## What is asked:
**a)** Write out the passage of the gadget configuration thread below between "I'm still unsure" and "current visibility state.", inclusive.
**b)** Extend the discussion below about configuring gadgets and storing their state, picking up after its final sentence.

## Excerpt to read:
□ □ □ □ □ □ □

I'm still unsure of the One True Way (TM) to configure gadgets (e.g. width) - so far the only response I got at MW is "use the options API", which is a good way in terms of UX and also when the data is available (i.e. right from the start), but perhaps rather limited in terms of being ale to drive the configuration programatically.
Furthermore, after digging about in PageNumbers.js I'm also unsure if mw.cookies or the Options API are a better bet for storing things like current visibility state.
BTW, I've made some notes at User:Inductiveload/Script development about "offline" development which can be a bit less frustrating that saving every typo into a page's history! Inductiveloadtalk/contribs 17:36, 1 December 2020 (UTC)
@Inductiveload: I think the options API is a good fit for storing user preference, active choices that rarely change, while cookies are a better fit for state and things that can change based on an ad hoc toggle. For PageNumbers.js I'd think of user.options as analogous to {{default layout}}, and mw.cookie as parallel to the toolbar toggle. But don't think too hard about this with PageNumbers.js in mind: that code is a mishmash of different things bolted together and written under the constraints of what MW provided half a decade ago (and affected by cultural factors like fights over the default stylesheet etc.). It needs a thorough rethink before it's an apt use case for anything.

□ □ □ □ □ □ □

## Collected data:
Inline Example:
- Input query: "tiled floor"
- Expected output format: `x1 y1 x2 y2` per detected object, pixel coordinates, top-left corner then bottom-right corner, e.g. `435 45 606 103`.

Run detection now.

□ □ □ □ □ □ □

## Answers to each task:
**a)**
I'm still unsure of the One True Way (TM) to configure gadgets (e.g. width) - so far the only response I got at MW is "use the options API", which is a good way in terms of UX and also when the data is available (i.e. right from the start), but perhaps rather limited in terms of being ale to drive the configuration programatically.
Furthermore, after digging about in PageNumbers.js I'm also unsure if mw.cookies or the Options API are a better bet for storing things like current visibility state.

**b)**
You might also keep in mind mw.storage for other kinds of things you want to stash away. My auto-header scripts stores the current chapter title there, in a per-work key. It's semi-persistent (webstorage is size-capped) and limited to current browser, but for a lot of use cases it's plenty good enough.
All of that is to say, I'm not seeing the use case you have in mind when you say perhaps rather limited in terms of being ale to drive the configuration programatically (too much ale? ;D). I'd love a more full-fledged preferences framework (ala what Apple gives you in Cocoa), but for what it is, the stuff in MW seems… adequate. I feel far more stifled by the design and limitations of OOUI (and MW HTML output when viewed as an API). But it seems likely I'm missing something there?
On offline development, I'm mostly just lazy and find the solutions both awkward and overkill for my needs (I don't write all that much code here). Your notes will be a great help overcoming the "lazy" bit though, if I ever feel I need to take the plunge. They're very helpful and we should stash them somewhere prominent where others in need can find them.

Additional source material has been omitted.